◆ **What the task requires**: Check each line of the data for "query" and select those that have it.

◆ **Records shown**:
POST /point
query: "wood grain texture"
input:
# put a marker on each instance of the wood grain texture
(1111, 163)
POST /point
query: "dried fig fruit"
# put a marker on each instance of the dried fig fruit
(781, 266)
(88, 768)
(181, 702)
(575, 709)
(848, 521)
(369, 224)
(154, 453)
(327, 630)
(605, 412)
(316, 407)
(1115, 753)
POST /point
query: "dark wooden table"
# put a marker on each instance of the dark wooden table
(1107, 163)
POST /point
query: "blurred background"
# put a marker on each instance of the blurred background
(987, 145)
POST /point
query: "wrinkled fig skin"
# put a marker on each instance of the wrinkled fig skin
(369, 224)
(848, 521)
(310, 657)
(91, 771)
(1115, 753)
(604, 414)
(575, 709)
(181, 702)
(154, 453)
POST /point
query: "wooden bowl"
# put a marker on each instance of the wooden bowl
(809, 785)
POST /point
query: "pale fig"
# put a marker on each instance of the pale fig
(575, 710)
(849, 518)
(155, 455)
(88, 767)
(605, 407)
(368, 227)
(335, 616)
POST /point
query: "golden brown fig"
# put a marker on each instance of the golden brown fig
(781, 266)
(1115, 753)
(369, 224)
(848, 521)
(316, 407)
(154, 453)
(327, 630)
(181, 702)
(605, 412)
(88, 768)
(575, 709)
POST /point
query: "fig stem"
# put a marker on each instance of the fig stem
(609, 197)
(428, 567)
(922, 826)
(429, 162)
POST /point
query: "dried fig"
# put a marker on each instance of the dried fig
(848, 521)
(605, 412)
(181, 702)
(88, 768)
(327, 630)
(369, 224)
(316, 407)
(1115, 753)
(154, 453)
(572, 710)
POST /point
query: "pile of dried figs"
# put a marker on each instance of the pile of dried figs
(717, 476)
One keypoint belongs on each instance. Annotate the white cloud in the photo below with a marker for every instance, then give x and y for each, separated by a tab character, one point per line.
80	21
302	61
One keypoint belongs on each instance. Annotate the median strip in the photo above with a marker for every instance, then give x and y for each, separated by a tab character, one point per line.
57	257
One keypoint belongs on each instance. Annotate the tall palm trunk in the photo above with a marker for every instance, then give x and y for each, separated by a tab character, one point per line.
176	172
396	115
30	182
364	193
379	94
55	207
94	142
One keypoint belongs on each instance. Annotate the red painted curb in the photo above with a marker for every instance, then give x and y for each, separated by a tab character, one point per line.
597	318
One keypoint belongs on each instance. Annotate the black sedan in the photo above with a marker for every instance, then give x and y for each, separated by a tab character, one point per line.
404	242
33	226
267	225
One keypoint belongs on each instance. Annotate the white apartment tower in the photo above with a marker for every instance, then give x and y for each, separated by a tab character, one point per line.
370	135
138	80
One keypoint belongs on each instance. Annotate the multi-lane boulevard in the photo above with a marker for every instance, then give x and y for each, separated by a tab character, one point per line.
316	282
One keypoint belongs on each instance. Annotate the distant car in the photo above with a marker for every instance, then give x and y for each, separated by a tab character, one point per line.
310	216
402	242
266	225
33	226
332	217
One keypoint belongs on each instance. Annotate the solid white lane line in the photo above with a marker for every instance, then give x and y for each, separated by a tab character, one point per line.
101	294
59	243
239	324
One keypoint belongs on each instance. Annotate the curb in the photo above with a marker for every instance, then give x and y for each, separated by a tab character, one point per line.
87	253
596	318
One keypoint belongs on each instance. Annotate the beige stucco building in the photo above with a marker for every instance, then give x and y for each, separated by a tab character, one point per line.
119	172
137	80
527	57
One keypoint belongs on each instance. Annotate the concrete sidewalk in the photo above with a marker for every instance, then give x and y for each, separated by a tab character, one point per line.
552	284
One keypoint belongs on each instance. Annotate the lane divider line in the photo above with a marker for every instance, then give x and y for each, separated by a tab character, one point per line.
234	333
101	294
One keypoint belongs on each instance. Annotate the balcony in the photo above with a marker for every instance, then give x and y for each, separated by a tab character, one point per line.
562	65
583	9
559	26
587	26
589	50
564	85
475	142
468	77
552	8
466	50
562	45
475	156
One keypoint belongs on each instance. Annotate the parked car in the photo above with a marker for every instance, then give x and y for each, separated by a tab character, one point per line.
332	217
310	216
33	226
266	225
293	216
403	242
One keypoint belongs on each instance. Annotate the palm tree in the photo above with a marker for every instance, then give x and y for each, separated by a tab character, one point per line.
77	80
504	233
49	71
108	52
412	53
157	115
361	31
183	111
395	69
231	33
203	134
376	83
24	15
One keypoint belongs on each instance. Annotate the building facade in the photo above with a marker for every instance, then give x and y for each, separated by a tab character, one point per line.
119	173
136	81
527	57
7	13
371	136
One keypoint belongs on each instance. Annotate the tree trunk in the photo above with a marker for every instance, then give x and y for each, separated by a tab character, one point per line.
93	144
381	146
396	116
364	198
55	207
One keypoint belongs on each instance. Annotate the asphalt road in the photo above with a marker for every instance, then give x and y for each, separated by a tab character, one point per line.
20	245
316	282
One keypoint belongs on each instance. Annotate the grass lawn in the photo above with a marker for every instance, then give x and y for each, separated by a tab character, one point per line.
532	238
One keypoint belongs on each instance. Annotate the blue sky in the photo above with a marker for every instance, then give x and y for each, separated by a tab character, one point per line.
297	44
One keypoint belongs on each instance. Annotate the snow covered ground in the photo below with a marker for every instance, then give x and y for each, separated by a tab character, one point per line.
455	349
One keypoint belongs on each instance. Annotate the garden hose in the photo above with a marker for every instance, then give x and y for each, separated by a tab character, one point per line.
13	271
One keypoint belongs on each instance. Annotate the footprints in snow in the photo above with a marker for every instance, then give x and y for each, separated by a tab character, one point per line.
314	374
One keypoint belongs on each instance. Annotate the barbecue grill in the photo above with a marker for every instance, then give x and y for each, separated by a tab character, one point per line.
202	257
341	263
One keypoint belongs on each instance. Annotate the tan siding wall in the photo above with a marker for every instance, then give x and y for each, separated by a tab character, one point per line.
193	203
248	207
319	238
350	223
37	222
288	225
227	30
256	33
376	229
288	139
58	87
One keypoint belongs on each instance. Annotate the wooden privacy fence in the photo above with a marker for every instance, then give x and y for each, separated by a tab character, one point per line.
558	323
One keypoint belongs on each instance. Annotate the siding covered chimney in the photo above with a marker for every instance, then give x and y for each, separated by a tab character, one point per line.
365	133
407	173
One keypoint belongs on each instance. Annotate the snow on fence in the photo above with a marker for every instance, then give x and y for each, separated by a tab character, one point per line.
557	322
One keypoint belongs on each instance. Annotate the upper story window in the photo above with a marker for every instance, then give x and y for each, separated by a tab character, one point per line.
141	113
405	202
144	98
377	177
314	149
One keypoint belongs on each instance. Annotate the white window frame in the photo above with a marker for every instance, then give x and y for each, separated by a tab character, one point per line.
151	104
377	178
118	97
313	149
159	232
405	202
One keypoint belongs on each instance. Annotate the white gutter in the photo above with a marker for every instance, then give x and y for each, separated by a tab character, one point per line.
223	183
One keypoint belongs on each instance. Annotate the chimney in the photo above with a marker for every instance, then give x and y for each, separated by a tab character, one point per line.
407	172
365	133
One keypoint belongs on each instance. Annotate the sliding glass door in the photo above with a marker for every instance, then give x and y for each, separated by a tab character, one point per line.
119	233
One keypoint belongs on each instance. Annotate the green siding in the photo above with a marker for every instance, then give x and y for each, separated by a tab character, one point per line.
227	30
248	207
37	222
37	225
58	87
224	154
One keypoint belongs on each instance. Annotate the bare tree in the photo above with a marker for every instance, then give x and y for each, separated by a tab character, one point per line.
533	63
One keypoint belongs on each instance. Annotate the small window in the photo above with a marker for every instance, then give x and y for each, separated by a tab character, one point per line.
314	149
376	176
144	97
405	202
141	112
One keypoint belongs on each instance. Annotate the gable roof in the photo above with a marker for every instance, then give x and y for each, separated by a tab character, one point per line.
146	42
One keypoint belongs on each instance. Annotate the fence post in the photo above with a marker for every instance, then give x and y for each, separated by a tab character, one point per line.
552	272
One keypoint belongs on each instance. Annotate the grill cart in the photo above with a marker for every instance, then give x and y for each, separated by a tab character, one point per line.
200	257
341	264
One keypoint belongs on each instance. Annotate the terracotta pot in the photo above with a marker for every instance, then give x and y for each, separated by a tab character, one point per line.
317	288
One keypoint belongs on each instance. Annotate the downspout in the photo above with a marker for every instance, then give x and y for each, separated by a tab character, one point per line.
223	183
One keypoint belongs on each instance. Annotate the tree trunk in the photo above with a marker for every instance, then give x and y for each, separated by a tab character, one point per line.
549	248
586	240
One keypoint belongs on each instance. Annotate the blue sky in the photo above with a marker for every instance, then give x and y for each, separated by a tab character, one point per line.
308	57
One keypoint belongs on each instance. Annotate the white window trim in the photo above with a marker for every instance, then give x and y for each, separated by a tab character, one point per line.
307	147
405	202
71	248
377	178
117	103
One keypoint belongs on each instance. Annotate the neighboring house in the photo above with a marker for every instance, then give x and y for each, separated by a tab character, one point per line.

◆ **Response**:
query: "wood grain texture"
query: "dried fig fruit"
query: "dark wooden table"
query: "blurred background"
query: "wrinkled fig skin"
query: "wooden bowl"
query: "pale fig"
query: "golden brown fig"
query: "fig stem"
query: "dried fig"
query: "pile of dried figs"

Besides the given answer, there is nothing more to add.